Direction: Rewrite the stretch of data from the line containing "Sample: x=196, y=203." through the end of the data, keeping every line, and raise each answer coordinate by 48.

START Material for the task

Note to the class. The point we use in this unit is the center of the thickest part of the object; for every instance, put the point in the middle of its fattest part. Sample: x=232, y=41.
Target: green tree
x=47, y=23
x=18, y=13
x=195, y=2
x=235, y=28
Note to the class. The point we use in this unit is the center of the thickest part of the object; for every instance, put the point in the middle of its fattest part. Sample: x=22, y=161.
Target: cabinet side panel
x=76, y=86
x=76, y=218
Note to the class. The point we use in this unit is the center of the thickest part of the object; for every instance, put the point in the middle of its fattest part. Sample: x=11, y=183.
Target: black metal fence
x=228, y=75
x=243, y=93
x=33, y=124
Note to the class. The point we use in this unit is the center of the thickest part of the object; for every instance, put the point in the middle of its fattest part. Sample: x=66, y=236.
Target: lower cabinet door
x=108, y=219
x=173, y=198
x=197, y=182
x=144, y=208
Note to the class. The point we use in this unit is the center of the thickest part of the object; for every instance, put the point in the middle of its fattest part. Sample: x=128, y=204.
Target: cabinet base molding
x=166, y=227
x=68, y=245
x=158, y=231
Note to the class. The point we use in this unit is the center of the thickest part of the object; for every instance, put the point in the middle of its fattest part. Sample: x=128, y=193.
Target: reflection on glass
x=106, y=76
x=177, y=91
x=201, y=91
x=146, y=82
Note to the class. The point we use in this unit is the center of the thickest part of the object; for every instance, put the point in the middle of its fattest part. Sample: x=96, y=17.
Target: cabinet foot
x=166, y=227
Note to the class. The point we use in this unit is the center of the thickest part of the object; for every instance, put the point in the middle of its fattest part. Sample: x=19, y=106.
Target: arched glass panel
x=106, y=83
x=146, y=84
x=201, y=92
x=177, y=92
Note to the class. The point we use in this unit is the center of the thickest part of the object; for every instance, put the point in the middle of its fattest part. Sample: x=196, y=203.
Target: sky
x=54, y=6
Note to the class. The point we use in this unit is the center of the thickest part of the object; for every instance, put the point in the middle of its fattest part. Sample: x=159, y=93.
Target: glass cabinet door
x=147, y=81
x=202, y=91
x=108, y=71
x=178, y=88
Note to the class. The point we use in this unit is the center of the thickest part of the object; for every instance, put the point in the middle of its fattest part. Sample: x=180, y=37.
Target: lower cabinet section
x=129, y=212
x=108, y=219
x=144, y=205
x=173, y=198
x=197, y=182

END Material for the task

Exercise answer:
Note to the class. The point we use in this unit is the center of the thickest part of the object; for every instance, put the point in the middle of its fattest part. Sample: x=196, y=203.
Target: sky
x=102, y=54
Note to the class. The point we use in this unit is the center of the thickest part of the object; for every instance, put the point in the middle of its fattest part. Sample: x=159, y=93.
Target: glass cabinet door
x=195, y=129
x=250, y=139
x=156, y=119
x=226, y=136
Note to the class. The point we use in this unit is the center of the thickest part of the object; for every instance, put the point in the middle of its fattest part. Sample: x=180, y=37.
Target: lower cabinet section
x=177, y=260
x=156, y=267
x=192, y=253
x=221, y=246
x=245, y=230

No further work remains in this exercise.